## TASK OBJECTIVE
Copy out every line of the data below, changing only the keypoint coordinates, each of which should be offset by -108.
══ TASK INPUTS ══
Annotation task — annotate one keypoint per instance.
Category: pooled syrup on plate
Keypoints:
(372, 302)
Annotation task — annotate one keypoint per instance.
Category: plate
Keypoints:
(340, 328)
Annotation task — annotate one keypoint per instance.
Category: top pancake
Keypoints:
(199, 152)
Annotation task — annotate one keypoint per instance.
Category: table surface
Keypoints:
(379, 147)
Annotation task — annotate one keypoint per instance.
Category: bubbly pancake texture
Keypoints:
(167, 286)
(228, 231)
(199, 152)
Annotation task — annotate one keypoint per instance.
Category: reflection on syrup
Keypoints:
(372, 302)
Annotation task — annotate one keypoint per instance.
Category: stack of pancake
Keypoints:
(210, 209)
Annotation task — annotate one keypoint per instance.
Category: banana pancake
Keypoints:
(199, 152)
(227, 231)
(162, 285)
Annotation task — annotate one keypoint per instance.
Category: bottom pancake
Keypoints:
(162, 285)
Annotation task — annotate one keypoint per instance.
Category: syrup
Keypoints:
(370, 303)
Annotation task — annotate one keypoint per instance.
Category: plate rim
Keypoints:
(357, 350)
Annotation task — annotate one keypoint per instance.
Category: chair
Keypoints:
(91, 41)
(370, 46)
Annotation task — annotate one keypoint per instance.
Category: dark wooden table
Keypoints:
═══
## CORRECT OUTPUT
Annotation task — annotate one keypoint per instance.
Category: pooled syrup on plate
Keypoints:
(264, 194)
Annotation task — annotate one keypoint per instance.
Category: plate
Keypoints:
(232, 220)
Annotation task — annotate one keypoint per instance.
Category: top pancake
Keypoints:
(91, 44)
Annotation task — annotate one keypoint per instance.
Category: table surface
Keypoints:
(271, 39)
Annotation task — annotate one keypoint per instance.
Category: bubbly pancake texture
Keypoints:
(59, 178)
(120, 123)
(91, 44)
Annotation task — annotate one keypoint per instance.
Category: reflection on syrup
Keypoints:
(264, 194)
Annotation task — annotate one keypoint per instance.
Category: stack of pancake
Keypoints:
(102, 101)
Annotation task — annotate one keypoint per instance.
Category: banana pancake
Keypoints:
(91, 44)
(119, 123)
(54, 177)
Annotation task — annotate one keypoint per instance.
Category: bottom pancake
Keypoints:
(54, 177)
Annotation task — annotate one keypoint per instance.
Category: syrup
Keypoints:
(262, 195)
Annotation task — annotate one keypoint per instance.
Category: plate rim
Keypoints:
(249, 242)
Annotation task — annotate one keypoint per instance.
Category: chair
Keypoints:
(-17, -67)
(262, -62)
Annotation task — annotate one keypoint per instance.
Category: dark wooden table
Keypoints:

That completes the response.